## STATED GOAL A
Copy the stretch of the listing below from the line containing "patch in the live frame." through the line containing "328, 138, 343, 191", keeping every line unchanged.

## EXTRACT PROVIDED
* start *
I thought, as I read this blog, of how I met my husband. It was an odd situation. We were both members of a clearly defined group. We wore distinctive clothing that set us apart from people who were not in our profession. Mostly, our occupational group was tied together by one common purpose--we all needed to make money. That was the single greatest common denominator. Unfortunately, I think this financial need led to a certain amount of corruption. So my clothing and the drive to earn money tied me to the group, but the corruption isolated me. Two very strong, conflicting associations.
My husband joined after I did. He shared the desire to earn money and the requirement to wear a certain kind of clothing. He also had disdain for corruption. Beyond that, I don't think we had very much in common. And yet we were drawn to each other. A very long marriage has resulted.
Over the years, our differences have become a joke- "Of course you don't like it, because I do"--but the bonds have become stronger.
So, in a way, group identification, or failure to identify with a group, became the glue that made a marriage.
There is, of course, so much more, general insight, in your blog, particularly in these days when the inclination to identify with group has led to hyperbolic public discourse. Not just in the US, but also Europe. Tension over group identification is running high these days. We would all do well to try and understand the underpinning of that identification, I think, as we privately find ourselves positioned in these very consequential public dialogues.
You see, nothing simple in my response to this thought-provoking and helpful blog. A most valuable addition to my thought day.
I hope the sun is shining for you, in Portugal. Great affection going your way...❤

This is an interesting topic isn't it @agmoore? One that I find very complex indeed.

Even more so, when, like you said, we put it in the context of some current events. And, of course, it was one of these very events that drove me to put these thoughts together and share here with you. While these processes underlying our social attitudes frame our thoughts they don't have to determine our behaviour. And I believe that it is through understanding them that we can become more humane, towards everyone. Of course, for that to happen, rather than narrowing our identities (e.g: I see myself as a Buddhist) , we must expand them (e.g: I am a believer). Then, we will see more of ourselves in others, relate to them and nurture a more welcoming mindset.

I liked SO much how you illustrated your understanding of this discussion by going to and fro your experiences as an individual and as a group member, together with your husband. Further, this is a beautiful sentence :)

So, in a way, group identification, or failure to identify with a group, became the glue that made a marriage.

We had a beautiful sunny day here today! :D
And it looks like it will continue like this throughout the coming week. I will have a sunny 37th birthday ;)
* end *
## RECORDS TO USE
* start *
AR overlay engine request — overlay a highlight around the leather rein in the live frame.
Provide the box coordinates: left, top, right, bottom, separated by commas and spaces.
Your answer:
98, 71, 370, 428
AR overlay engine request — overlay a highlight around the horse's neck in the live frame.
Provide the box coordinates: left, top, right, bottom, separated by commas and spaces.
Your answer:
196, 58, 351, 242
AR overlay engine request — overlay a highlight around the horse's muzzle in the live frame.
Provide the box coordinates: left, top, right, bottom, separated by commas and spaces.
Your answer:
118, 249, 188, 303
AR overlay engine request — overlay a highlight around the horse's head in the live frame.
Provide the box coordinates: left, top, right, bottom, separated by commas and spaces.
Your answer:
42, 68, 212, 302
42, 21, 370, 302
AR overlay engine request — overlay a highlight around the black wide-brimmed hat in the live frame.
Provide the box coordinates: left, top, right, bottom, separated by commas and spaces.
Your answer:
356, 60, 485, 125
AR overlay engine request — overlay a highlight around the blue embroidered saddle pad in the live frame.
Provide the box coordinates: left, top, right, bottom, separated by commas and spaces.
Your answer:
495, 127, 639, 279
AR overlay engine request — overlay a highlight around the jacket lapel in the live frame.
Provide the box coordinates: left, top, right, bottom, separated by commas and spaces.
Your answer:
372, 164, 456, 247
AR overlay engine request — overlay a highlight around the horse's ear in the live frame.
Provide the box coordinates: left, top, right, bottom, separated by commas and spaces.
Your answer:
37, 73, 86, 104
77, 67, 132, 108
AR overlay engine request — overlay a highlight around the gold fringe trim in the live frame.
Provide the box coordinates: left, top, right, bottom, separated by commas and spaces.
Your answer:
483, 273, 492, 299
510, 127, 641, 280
* end *
* start *
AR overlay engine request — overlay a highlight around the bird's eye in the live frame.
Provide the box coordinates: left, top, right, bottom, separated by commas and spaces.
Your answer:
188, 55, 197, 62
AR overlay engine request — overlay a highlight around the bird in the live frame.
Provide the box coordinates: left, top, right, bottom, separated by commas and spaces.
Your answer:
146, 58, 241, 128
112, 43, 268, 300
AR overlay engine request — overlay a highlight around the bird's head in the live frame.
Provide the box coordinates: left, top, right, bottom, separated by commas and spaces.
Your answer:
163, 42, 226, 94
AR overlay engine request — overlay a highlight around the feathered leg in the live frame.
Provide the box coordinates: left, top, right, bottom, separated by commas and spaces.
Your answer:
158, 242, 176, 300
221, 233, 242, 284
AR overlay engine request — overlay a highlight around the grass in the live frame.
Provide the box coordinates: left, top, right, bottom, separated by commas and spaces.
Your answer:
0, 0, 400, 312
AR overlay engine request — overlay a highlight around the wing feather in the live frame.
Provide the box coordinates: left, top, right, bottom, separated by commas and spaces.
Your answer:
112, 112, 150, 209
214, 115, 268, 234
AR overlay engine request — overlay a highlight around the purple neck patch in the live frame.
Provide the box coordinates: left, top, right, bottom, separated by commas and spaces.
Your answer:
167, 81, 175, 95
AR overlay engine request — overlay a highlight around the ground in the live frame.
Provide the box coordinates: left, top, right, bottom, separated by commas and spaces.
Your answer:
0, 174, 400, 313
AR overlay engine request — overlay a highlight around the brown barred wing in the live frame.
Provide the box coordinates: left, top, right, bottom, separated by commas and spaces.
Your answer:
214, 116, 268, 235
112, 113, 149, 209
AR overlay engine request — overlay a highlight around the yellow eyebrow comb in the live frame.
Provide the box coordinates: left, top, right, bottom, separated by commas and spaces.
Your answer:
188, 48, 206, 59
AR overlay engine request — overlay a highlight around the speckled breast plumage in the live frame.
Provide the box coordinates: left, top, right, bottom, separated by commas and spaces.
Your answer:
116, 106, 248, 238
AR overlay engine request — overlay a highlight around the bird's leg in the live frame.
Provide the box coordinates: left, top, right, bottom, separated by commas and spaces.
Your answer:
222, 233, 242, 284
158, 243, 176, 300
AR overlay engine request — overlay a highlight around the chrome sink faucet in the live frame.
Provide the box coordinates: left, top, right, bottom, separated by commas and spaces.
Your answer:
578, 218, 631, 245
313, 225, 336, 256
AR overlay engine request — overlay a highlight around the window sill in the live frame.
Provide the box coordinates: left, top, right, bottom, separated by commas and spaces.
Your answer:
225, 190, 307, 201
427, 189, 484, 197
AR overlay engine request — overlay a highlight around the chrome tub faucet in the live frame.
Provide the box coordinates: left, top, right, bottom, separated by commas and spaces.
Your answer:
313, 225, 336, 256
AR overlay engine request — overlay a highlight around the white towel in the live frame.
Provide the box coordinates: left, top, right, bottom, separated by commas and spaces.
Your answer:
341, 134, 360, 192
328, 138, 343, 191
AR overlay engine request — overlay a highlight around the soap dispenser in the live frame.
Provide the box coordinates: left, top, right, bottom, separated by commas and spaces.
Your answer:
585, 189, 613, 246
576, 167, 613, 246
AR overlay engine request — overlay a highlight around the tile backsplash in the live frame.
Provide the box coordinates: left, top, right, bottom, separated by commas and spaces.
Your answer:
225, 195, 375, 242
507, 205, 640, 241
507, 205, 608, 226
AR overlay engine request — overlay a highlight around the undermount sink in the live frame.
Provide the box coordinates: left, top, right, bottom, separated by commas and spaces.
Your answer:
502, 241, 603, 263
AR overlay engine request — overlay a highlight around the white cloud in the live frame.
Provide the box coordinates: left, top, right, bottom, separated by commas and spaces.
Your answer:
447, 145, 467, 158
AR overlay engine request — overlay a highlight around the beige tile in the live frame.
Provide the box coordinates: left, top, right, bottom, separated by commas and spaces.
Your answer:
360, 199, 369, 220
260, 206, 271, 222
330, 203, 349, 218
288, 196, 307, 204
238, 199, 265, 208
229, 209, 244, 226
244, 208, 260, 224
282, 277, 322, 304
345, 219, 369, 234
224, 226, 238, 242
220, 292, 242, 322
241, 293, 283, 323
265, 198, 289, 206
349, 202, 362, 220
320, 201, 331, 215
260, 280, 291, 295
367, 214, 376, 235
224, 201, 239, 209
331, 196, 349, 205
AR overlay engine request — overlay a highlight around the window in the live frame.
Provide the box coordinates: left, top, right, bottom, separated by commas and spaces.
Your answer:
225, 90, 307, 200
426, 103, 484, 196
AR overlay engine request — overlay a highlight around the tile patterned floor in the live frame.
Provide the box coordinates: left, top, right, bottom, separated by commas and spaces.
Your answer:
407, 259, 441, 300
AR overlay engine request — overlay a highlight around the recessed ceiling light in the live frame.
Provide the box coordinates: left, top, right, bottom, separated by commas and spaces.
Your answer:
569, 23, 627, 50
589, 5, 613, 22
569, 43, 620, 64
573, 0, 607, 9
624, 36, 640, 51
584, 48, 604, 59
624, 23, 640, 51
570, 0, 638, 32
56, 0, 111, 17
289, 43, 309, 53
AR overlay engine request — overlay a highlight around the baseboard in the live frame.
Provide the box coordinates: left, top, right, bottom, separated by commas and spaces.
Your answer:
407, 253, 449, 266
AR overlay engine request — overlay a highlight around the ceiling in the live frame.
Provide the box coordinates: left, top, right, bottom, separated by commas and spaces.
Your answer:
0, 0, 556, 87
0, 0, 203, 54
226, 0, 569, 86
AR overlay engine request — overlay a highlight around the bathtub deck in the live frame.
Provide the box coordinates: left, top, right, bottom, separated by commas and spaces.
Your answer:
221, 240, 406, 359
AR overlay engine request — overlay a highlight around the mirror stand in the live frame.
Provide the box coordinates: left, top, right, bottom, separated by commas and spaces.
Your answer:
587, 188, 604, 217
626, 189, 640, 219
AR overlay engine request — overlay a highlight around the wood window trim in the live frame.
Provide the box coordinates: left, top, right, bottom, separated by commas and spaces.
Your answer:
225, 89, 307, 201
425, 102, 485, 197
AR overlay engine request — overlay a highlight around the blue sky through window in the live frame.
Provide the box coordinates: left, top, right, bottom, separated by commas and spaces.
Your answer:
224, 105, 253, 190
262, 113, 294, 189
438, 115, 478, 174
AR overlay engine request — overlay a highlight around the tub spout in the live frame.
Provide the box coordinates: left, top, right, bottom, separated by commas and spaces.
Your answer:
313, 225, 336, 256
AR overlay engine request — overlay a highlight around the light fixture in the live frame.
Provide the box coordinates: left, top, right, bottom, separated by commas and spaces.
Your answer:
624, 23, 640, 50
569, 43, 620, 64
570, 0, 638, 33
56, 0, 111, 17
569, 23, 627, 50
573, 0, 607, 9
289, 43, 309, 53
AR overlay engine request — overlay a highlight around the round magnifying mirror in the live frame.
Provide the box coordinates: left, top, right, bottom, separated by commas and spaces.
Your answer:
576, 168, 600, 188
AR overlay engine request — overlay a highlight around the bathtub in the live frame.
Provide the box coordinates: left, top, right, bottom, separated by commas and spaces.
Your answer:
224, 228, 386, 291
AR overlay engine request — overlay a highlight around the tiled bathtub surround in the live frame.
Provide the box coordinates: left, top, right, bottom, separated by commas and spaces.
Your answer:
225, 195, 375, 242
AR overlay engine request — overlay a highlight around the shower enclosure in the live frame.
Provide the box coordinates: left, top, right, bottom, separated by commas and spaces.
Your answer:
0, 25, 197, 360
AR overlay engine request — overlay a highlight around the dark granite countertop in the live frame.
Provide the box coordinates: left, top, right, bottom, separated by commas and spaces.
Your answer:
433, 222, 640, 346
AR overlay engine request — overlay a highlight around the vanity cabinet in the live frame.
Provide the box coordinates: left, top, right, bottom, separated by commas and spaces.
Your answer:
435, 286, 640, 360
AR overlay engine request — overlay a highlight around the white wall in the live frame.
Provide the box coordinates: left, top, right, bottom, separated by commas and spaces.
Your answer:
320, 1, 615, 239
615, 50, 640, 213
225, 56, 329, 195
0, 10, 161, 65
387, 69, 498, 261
* end *
## STATED GOAL B
Pick up the comment thread above on group identity and marriage right after its last sentence, and keep writing.

## OUTPUT A
AR overlay engine request — overlay a highlight around the purple neck patch in the live frame.
Provide the box coordinates: left, top, right, bottom, separated by commas and spaces.
Your answer:
167, 81, 175, 95
AR overlay engine request — overlay a highlight around the ground in the live frame.
Provide the box coordinates: left, top, right, bottom, separated by commas and spaces.
Your answer:
0, 174, 400, 313
AR overlay engine request — overlay a highlight around the brown barred wing in the live frame.
Provide the box coordinates: left, top, right, bottom, separated by commas and spaces.
Your answer:
214, 116, 268, 235
112, 113, 149, 209
AR overlay engine request — overlay a highlight around the yellow eyebrow comb in the live frame.
Provide the box coordinates: left, top, right, bottom, separated by commas and spaces.
Your answer:
188, 48, 206, 59
AR overlay engine request — overlay a highlight around the speckled breast plumage in the live frame.
Provide the box coordinates: left, top, right, bottom, separated by commas and spaces.
Your answer:
116, 106, 248, 238
AR overlay engine request — overlay a highlight around the bird's leg in the live frame.
Provide the box coordinates: left, top, right, bottom, separated by commas and spaces.
Your answer:
222, 233, 242, 284
158, 243, 176, 300
AR overlay engine request — overlay a highlight around the chrome sink faucet in the live frame.
Provide the box coordinates: left, top, right, bottom, separated by commas and spaces.
Your answer:
578, 218, 631, 245
313, 225, 336, 256
AR overlay engine request — overlay a highlight around the window sill in the live frame.
Provide the box coordinates: left, top, right, bottom, separated by commas and spaces.
Your answer:
225, 190, 307, 201
427, 189, 484, 197
AR overlay engine request — overlay a highlight around the chrome tub faucet in the live frame.
Provide the box coordinates: left, top, right, bottom, separated by commas and spaces.
Your answer:
313, 225, 336, 256
AR overlay engine request — overlay a highlight around the white towel in the live frame.
Provide the box coordinates: left, top, right, bottom, separated by commas and spaces.
Your answer:
341, 134, 360, 192
328, 138, 343, 191

## OUTPUT B
Happy Birthday! Dear @abigail-dantes 🎂
Such a young woman (from my perspective), with so much wisdom. I can imagine what the years will bring.
I am so glad the sun is shining. Enjoy today, and all the days ahead. ❤

THANK YOU 😊

Great post Abigail (as always)! This is one of those conversations that inevitably leads to the discussion of human free will, or lack thereof. The more I think about how our environment shapes us the less I believe the life choices I personally make are truly my own. It sounds like I’m being harsh on myself, but I think accepting that makes it easier to avoid blame and stigmatisation of others when they act against the norm.

The perception of a lot of the health care issues we’re facing in high-income countries fit nicely into this spectrum. Obviously, people have choice in smoking or overeating behaviours but we have to have some compassion and take into account the social environment that these behaviours are occurring within. If we do, then we can move the discussion towards how to make changes wider changes to society to encourage healthy behaviours rather than placing the burden entirely on an individual.

Hi Richard :) I am so glad you liked it.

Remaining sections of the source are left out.